* TEXT UNDER STUDY:

Two points. First, it's important to distinguish between Democratic politicians (particularly
DLC-types), on the one hand, and rank-and-file Democrats, on the other. There's no doubt that the former are, as a whole, becoming increasingly out of touch with the poor they presume to represent, but I don't think the latter should be painted with this brush, since many of the latter
are the poor.
Second, I think it is a huge mistake to overlook to extent to which rank-and-file Democrats are at fault (at least indirectly) for the current state of affairs. Yes, many if not most Democratic politicians are becoming increasingly out of touch with the poor and increasingly
in touch with their corporate paymasters, but that, I respectfully submit, is an inevitable byproduct of the fact that rank-and-file Democrats have been out of touch with
each other -- largely because of
TV-addiction -- for decades. Their lack of involvement between campaign seasons is what created a power vacuum in the first place, so it was simply a matter of time before corporate elites (in the form of the Democratic "Leadership" Council) took full advantage of this vaccum.
I have to get up early, so in the interest of time, and to give everyone a clear idea of what I mean, allow me to post the following two excerpts:
"In politics a person is not a citizen if the person's only function is to vote. Voters choose people who, in turn, act like citizens. They argue. They establish the forms within which people live their lives. They make politics. The people who merely vote for them merely make politicians. People who argue for their positions in a town meeting are acting like citizens. People who simply drop scraps of paper in a box or pull a lever are not acting like citizens; they are acting like consumers picking between prepackaged items. They had nothing to do with the items. All they can do is pick what is. They cannot actively participate in making what should be." -- Karl Hess,
Community Technology, p. 10
"J. Hunter O'Dell, one of
King's early lieutenants in the movement, recognized the fixation with media developing among civil rights activists and lamented the consequences.

Extracted data entries
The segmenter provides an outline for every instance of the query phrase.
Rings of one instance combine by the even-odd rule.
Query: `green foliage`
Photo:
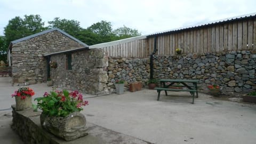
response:
[[[256,97],[256,91],[251,92],[249,93],[248,94],[247,94],[247,95]]]
[[[88,105],[88,101],[83,101],[83,95],[78,91],[69,93],[66,90],[45,92],[43,97],[35,98],[36,100],[37,108],[52,116],[65,117],[73,112],[80,111],[83,110],[82,106]]]
[[[116,81],[116,84],[124,84],[124,80],[123,79]]]
[[[157,83],[157,79],[155,78],[150,78],[148,79],[148,83],[149,84],[156,84]]]
[[[58,28],[69,35],[76,37],[82,28],[80,27],[80,22],[74,20],[60,19],[55,18],[53,21],[48,21],[49,28]]]
[[[119,38],[120,39],[126,38],[141,35],[138,30],[126,27],[124,25],[123,27],[120,27],[115,29],[114,30],[113,33],[116,36],[119,36]]]
[[[16,17],[9,20],[8,25],[4,28],[6,44],[46,29],[39,15],[25,15],[24,17],[24,19]]]

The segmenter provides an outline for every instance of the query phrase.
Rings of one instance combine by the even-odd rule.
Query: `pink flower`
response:
[[[45,92],[44,94],[44,97],[47,97],[49,95],[49,94],[47,92]]]

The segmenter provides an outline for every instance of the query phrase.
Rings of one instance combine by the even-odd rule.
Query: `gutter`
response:
[[[153,68],[153,55],[157,51],[156,49],[156,36],[154,37],[154,51],[150,54],[150,79],[153,78],[154,76],[154,68]]]

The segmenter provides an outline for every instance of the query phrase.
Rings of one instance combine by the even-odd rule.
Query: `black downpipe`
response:
[[[47,79],[51,77],[50,70],[50,60],[51,60],[51,56],[47,57],[47,62],[46,62]]]
[[[153,55],[156,53],[156,36],[154,37],[154,52],[150,54],[150,79],[153,78],[154,68],[153,68]]]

* PROBLEM: Continue the post on rank-and-file Democrats and their politicians, starting right after its final sentence.

* RESPONSE TO THIS EXERCISE:
"'We all recognize that technologically this is a media age,' O'Dell wrote. 'But it was disastrous for us to rely primarily upon these corporate forms of mass communication to get our message and analysis out to the public....In the end, it means a new kind of addiction to media rather than being in charge of our own agenda and relying on mass support as our guarantee that ultimately the news-covering apparatus must give recognition to our authority.'
"O'Dell's point is that the civil rights movement acquired its 'authority' to articulate large political aspirations, not because network television came to Selma or Birmingham, but from the hundreds and even thousands of meetings in black churches, week after week, across the South over many years. The dramatic spectacles that appeared on TV were the product of those mobilizing sermons and dialogues, not the other way around.
"The movement's organizing processes, O'Dell noted, contained all of the functional elements of a responsible political organization -- mass education and communication as well as continuing accountability between the leaders and the supporting throngs. 'The power of any movement for democracy,' O'Dell emphasized, 'is always dependent on such reciprocal relations between the mass of people and their leadership.'
"These elements are missing, it seems, from much of the irregular citizens' politics that tries to emulate King's heroic model. Activists hold press conferences or arrange dramatic events to prod the political system. But patiently built reciprocal relationships between leaders and followers, the laborious tasks of education and communication, are often not even attempted. To be blunt, there is a hollowness behind many of the placards and politicians know it.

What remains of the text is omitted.